SELECTED EXTRACT
--- START ---
Blogging hasn’t come naturally to me. This website may be
hosted by Blogger, but it’s first and foremost a static website, rather than a
chatty blog. My posts tend to be brief news items and updates, not opinion
pieces or diary entries. Until 9th June 2011 I had never
actually written a real blog post.
My first post, written for a writers’ online colony that I
belong to, actually focussed on my blogging virginity and the losing of it. It
was fun. I enjoyed writing it, but it didn’t exactly unleash a torrential flow
of pent-up blogs.
It was a month until I managed another post. In fact,
spurred on by an imminent trip to the 2011 Edinburgh Fringe Festival to read
some of my poetry, I managed two posts in July and one in August. Then my usual
blogging lethargy returned and I didn’t write another post until December.
Almost a year later and by the beginning of October 2012, I
had written the grand total of just six blog posts. That’s less than one piece
every two months. I clearly wasn’t at risk of writer’s cramp, or its modern
equivalent, RSI, when it came to blogging. So what was the problem?
--- END ---
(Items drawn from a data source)
--- START ---
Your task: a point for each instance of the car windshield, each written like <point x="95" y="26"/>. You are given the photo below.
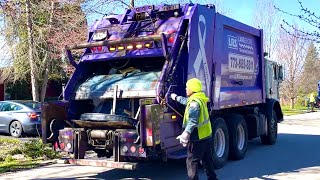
<point x="34" y="105"/>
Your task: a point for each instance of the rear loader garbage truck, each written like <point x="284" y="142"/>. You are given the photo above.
<point x="117" y="102"/>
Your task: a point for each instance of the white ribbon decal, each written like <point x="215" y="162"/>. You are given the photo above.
<point x="201" y="56"/>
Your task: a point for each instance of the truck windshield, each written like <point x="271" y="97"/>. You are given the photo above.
<point x="134" y="81"/>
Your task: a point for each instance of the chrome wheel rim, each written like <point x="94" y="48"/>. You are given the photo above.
<point x="219" y="142"/>
<point x="240" y="137"/>
<point x="15" y="128"/>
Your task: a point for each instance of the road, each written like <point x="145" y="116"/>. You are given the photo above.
<point x="294" y="156"/>
<point x="22" y="139"/>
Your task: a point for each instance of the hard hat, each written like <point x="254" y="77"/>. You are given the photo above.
<point x="194" y="85"/>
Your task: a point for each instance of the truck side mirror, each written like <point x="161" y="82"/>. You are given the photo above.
<point x="280" y="75"/>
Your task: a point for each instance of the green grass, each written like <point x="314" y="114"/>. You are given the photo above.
<point x="297" y="110"/>
<point x="17" y="165"/>
<point x="33" y="152"/>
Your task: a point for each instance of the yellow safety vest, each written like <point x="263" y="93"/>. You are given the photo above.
<point x="312" y="99"/>
<point x="204" y="124"/>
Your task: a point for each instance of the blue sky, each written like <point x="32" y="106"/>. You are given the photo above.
<point x="241" y="10"/>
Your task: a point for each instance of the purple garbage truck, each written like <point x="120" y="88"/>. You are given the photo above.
<point x="117" y="103"/>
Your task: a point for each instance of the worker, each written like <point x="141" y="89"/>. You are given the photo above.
<point x="197" y="132"/>
<point x="312" y="100"/>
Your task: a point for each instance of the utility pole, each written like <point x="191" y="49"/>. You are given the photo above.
<point x="131" y="4"/>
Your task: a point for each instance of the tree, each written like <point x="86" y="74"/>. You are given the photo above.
<point x="310" y="75"/>
<point x="266" y="17"/>
<point x="291" y="52"/>
<point x="307" y="16"/>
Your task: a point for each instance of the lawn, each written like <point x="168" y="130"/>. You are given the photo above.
<point x="15" y="155"/>
<point x="297" y="110"/>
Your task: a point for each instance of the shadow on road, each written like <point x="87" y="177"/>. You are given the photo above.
<point x="291" y="153"/>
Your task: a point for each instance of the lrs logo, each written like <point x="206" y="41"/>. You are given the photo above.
<point x="232" y="42"/>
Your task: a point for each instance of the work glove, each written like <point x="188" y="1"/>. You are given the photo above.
<point x="184" y="138"/>
<point x="173" y="96"/>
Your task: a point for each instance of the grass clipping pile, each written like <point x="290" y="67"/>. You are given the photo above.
<point x="15" y="155"/>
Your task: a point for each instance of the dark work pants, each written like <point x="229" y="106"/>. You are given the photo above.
<point x="200" y="151"/>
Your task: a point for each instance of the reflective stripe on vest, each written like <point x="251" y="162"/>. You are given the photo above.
<point x="204" y="124"/>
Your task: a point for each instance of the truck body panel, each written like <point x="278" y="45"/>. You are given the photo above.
<point x="119" y="95"/>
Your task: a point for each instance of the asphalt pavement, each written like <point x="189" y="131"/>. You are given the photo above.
<point x="294" y="156"/>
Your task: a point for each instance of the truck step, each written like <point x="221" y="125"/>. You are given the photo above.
<point x="178" y="154"/>
<point x="100" y="163"/>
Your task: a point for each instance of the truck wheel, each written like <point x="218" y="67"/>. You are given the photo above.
<point x="238" y="131"/>
<point x="220" y="137"/>
<point x="272" y="131"/>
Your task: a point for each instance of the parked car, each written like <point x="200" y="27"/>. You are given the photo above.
<point x="18" y="117"/>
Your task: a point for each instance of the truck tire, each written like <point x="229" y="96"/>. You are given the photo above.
<point x="272" y="130"/>
<point x="220" y="140"/>
<point x="238" y="133"/>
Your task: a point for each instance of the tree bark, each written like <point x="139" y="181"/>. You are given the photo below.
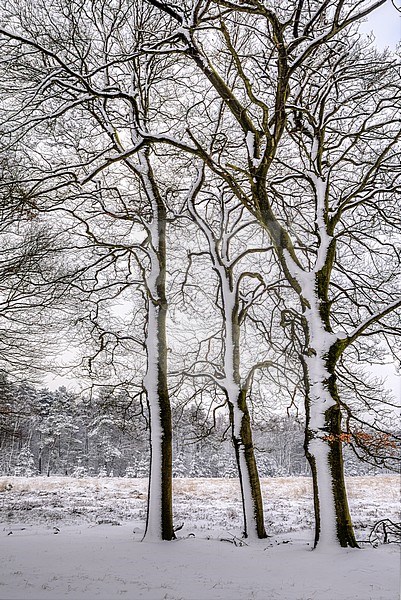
<point x="159" y="522"/>
<point x="323" y="449"/>
<point x="248" y="471"/>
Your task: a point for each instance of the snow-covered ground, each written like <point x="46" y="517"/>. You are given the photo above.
<point x="80" y="538"/>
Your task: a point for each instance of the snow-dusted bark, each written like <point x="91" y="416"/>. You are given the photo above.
<point x="236" y="392"/>
<point x="159" y="523"/>
<point x="323" y="444"/>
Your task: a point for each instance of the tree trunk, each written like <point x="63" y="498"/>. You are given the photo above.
<point x="159" y="523"/>
<point x="252" y="502"/>
<point x="323" y="449"/>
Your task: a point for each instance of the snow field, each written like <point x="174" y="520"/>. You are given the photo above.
<point x="92" y="557"/>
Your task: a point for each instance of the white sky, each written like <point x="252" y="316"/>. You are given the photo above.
<point x="385" y="23"/>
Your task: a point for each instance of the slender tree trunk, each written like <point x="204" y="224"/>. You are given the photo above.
<point x="323" y="449"/>
<point x="159" y="523"/>
<point x="241" y="425"/>
<point x="247" y="469"/>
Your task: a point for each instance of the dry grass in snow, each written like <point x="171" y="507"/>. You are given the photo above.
<point x="96" y="552"/>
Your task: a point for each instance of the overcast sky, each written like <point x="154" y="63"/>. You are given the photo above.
<point x="385" y="22"/>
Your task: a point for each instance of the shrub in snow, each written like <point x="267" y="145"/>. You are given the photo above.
<point x="25" y="466"/>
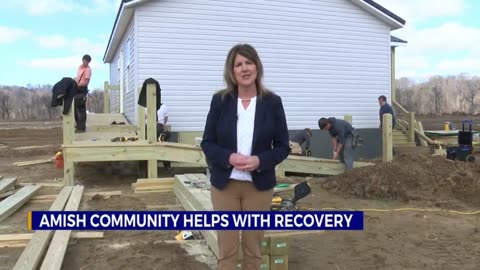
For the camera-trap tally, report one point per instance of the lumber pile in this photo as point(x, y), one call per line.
point(46, 249)
point(153, 185)
point(32, 162)
point(194, 197)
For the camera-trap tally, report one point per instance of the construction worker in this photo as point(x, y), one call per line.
point(300, 138)
point(341, 133)
point(385, 108)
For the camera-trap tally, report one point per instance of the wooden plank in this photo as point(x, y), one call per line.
point(36, 248)
point(55, 253)
point(411, 126)
point(387, 153)
point(41, 184)
point(29, 236)
point(86, 195)
point(156, 180)
point(15, 201)
point(106, 97)
point(6, 194)
point(7, 184)
point(113, 128)
point(25, 243)
point(348, 118)
point(32, 147)
point(32, 162)
point(419, 127)
point(164, 206)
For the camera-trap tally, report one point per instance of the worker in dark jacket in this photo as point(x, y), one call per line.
point(297, 141)
point(341, 133)
point(63, 92)
point(385, 108)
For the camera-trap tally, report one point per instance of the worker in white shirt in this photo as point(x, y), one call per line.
point(162, 132)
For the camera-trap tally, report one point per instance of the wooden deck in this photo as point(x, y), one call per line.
point(96, 145)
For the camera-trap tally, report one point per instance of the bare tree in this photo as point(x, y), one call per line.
point(470, 92)
point(5, 105)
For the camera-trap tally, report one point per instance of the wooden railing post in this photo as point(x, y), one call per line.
point(348, 118)
point(106, 97)
point(141, 121)
point(411, 126)
point(68, 134)
point(152, 126)
point(387, 138)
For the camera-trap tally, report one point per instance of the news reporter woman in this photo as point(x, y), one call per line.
point(245, 137)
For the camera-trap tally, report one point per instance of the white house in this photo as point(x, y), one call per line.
point(324, 58)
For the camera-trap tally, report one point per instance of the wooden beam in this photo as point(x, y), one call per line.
point(36, 248)
point(32, 147)
point(152, 127)
point(393, 95)
point(106, 97)
point(15, 201)
point(387, 152)
point(7, 184)
point(6, 194)
point(32, 162)
point(313, 165)
point(68, 125)
point(55, 253)
point(41, 184)
point(411, 126)
point(348, 118)
point(86, 195)
point(113, 128)
point(419, 127)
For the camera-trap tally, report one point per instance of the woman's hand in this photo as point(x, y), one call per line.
point(237, 160)
point(251, 164)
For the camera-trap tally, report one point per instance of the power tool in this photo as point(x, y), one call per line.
point(279, 203)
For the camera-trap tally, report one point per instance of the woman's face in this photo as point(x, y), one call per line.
point(245, 71)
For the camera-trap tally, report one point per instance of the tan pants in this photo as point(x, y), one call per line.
point(295, 148)
point(238, 196)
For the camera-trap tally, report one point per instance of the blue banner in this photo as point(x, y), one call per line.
point(195, 220)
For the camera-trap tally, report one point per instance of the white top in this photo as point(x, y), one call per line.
point(245, 126)
point(162, 113)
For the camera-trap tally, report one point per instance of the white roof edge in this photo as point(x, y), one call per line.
point(379, 14)
point(124, 15)
point(398, 44)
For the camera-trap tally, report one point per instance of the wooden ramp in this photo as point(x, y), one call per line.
point(100, 128)
point(194, 198)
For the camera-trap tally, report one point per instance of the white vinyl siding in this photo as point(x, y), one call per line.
point(127, 50)
point(324, 58)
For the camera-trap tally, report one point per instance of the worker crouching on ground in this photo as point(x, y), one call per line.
point(300, 138)
point(242, 162)
point(342, 134)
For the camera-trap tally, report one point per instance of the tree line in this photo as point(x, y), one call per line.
point(440, 95)
point(34, 102)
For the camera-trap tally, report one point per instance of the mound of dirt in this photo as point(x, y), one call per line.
point(413, 177)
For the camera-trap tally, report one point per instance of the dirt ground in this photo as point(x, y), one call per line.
point(409, 239)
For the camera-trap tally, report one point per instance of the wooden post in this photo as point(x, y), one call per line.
point(419, 126)
point(411, 126)
point(348, 118)
point(106, 98)
point(141, 122)
point(152, 126)
point(392, 75)
point(387, 138)
point(68, 135)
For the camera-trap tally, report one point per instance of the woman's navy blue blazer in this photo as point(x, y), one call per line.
point(270, 138)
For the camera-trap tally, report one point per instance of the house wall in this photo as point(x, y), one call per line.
point(324, 58)
point(124, 60)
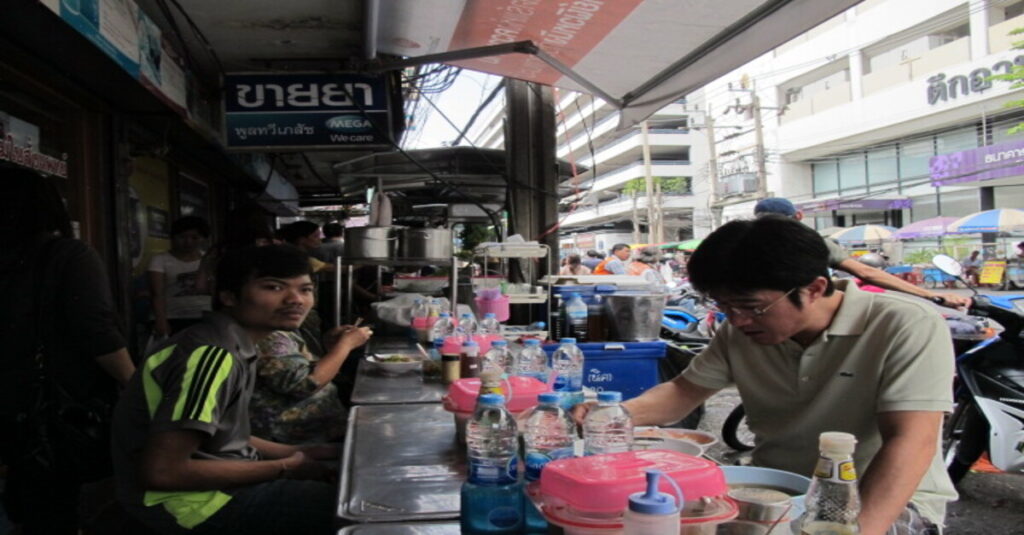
--- END ---
STATED TASK
Can you retype the passage about blogging above, between "My first post, written" and "was the problem?", inclusive?

WRITTEN ANSWER
My first post, written for a writers’ online colony that I
belong to, actually focussed on my blogging virginity and the losing of it. It
was fun. I enjoyed writing it, but it didn’t exactly unleash a torrential flow
of pent-up blogs.
It was a month until I managed another post. In fact,
spurred on by an imminent trip to the 2011 Edinburgh Fringe Festival to read
some of my poetry, I managed two posts in July and one in August. Then my usual
blogging lethargy returned and I didn’t write another post until December.
Almost a year later and by the beginning of October 2012, I
had written the grand total of just six blog posts. That’s less than one piece
every two months. I clearly wasn’t at risk of writer’s cramp, or its modern
equivalent, RSI, when it came to blogging. So what was the problem?